(Requirements):
Starting with the first line of the records and going on through the line containing "Mark the region of every instance of the **blurred", express each line as one string in a JSON list, leaving out any blank lines.

[Outline annotation records]
* * * *
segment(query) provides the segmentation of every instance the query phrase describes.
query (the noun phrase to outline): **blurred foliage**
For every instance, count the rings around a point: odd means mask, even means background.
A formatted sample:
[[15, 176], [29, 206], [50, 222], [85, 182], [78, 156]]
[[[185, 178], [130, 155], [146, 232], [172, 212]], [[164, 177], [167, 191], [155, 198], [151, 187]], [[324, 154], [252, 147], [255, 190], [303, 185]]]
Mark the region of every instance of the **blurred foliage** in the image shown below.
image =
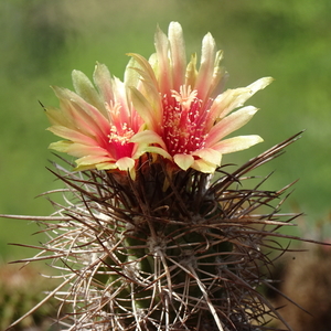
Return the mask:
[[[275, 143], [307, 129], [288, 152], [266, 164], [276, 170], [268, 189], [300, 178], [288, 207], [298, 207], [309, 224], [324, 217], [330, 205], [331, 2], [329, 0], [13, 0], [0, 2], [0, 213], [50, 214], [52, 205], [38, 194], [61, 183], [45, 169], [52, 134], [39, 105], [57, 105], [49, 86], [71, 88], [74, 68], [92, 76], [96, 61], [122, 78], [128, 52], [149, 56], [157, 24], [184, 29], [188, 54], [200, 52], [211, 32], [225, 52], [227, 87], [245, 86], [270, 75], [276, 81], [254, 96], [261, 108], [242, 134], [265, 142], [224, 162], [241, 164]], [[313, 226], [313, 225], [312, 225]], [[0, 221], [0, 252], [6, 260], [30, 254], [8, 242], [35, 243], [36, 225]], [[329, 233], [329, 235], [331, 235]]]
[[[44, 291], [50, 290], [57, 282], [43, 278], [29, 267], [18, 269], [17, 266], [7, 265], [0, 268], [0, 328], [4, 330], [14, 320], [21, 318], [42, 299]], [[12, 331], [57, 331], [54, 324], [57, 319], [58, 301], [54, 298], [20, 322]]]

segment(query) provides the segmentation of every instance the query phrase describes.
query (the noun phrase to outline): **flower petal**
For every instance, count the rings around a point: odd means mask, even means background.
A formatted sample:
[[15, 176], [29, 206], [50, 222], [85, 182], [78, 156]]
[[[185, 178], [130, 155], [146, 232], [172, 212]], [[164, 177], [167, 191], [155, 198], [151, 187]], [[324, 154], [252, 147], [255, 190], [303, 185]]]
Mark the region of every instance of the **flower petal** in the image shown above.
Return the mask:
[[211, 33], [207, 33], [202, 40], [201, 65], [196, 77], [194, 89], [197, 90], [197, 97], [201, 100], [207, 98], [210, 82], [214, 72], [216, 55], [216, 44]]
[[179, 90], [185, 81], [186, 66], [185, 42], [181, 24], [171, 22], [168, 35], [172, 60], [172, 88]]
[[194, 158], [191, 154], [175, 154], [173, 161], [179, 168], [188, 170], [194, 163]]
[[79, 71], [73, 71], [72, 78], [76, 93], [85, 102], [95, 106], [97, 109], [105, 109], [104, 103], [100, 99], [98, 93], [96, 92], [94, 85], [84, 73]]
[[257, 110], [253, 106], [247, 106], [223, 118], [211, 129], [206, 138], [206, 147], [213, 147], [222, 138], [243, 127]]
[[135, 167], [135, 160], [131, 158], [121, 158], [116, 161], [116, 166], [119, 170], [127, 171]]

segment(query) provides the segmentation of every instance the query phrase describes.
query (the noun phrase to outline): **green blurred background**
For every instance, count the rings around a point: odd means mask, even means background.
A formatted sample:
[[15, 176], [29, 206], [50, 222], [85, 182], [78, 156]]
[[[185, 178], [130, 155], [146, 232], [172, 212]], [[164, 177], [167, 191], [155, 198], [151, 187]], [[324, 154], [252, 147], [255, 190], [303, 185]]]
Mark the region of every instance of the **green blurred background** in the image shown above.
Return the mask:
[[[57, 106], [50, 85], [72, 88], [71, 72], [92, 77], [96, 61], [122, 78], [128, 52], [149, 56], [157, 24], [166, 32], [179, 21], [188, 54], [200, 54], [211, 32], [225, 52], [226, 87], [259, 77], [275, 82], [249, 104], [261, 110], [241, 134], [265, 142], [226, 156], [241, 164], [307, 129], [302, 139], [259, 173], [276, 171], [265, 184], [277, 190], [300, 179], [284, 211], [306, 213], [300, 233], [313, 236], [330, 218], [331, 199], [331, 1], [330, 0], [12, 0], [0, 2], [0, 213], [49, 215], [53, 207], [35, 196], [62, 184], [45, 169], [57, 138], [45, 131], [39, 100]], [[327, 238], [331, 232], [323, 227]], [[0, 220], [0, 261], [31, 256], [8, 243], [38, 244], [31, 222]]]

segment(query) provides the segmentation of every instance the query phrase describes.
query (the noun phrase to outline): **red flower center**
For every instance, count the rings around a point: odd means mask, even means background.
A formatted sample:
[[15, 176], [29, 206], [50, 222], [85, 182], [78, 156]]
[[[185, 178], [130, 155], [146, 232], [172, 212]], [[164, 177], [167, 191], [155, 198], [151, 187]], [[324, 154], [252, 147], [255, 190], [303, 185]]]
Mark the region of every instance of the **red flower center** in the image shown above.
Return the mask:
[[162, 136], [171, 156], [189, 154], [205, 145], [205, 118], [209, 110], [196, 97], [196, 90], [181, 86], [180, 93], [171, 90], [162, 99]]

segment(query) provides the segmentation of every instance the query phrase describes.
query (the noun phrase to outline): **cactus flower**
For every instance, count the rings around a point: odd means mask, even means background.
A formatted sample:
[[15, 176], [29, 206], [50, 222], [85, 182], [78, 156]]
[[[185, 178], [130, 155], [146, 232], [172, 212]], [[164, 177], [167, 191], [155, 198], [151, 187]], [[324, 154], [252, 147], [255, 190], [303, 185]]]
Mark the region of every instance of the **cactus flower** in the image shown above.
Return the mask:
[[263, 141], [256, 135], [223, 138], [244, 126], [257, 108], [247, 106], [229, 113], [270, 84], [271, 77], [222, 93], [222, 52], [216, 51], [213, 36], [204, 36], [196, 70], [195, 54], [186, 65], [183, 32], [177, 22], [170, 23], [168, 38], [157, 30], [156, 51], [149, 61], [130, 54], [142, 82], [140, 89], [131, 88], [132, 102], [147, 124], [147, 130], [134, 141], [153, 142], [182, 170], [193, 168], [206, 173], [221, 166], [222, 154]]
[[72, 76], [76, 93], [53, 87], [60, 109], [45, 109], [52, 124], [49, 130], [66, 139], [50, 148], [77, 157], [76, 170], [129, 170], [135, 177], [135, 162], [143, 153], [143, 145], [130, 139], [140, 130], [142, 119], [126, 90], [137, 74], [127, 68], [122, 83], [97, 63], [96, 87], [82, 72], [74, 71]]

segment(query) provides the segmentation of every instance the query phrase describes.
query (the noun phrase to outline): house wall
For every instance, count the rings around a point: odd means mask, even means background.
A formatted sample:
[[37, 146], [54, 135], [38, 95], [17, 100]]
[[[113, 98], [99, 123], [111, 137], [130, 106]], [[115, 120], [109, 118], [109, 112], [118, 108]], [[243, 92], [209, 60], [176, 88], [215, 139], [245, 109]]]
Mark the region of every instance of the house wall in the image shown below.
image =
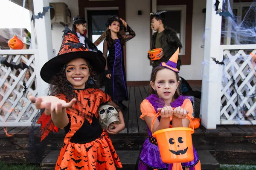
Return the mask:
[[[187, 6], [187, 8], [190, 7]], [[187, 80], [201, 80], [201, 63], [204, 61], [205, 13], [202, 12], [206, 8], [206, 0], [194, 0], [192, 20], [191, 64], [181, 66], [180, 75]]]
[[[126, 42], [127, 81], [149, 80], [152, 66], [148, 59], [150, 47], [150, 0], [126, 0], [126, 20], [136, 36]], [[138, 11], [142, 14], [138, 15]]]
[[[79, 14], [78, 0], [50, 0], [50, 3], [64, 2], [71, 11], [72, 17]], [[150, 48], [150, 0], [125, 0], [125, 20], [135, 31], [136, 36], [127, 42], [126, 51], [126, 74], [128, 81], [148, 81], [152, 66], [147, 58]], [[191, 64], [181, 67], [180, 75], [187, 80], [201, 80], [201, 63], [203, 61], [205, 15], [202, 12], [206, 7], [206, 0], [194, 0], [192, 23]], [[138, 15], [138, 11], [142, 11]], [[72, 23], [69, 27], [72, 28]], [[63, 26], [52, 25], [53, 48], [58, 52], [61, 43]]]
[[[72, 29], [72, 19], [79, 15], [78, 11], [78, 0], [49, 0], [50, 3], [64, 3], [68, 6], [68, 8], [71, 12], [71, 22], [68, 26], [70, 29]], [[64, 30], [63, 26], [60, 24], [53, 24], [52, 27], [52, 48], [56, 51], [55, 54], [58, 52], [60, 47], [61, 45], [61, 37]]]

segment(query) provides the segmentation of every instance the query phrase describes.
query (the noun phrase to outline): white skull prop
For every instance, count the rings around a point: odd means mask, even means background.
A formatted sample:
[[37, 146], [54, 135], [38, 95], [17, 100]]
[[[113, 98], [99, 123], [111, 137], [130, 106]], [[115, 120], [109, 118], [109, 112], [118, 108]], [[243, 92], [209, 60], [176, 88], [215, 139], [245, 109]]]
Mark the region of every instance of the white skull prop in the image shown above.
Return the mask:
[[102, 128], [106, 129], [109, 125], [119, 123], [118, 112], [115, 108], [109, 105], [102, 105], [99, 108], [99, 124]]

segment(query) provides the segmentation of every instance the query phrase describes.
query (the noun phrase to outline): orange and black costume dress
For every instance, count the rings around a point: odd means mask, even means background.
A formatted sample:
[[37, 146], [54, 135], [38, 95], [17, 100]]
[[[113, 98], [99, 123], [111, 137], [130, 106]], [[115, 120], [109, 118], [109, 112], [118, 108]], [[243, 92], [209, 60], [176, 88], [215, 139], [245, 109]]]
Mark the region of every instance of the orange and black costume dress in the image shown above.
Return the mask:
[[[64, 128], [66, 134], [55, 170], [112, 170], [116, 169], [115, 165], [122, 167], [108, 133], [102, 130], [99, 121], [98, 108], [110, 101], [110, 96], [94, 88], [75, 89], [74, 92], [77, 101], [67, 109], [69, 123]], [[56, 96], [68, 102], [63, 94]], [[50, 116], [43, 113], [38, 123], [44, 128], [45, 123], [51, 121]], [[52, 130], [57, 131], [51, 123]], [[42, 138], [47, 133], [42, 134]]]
* * * *
(Right answer):
[
  "segment(query) provides the segmentation of every instance the query phrase describes.",
  "query (the noun phrase to outline): **blurred foliage**",
  "For every instance, count the rings around a point: odd means mask, even means background.",
  "A formatted sample:",
  "[[15, 176], [29, 206], [50, 222], [85, 182], [78, 156]]",
  "[[[185, 178], [130, 155], [146, 232], [172, 212]], [[164, 177], [167, 191], [155, 198], [151, 187]], [[324, 154], [252, 147], [255, 190], [303, 185]]]",
  "Mark the region of every instance of the **blurred foliage** in the image shown below."
]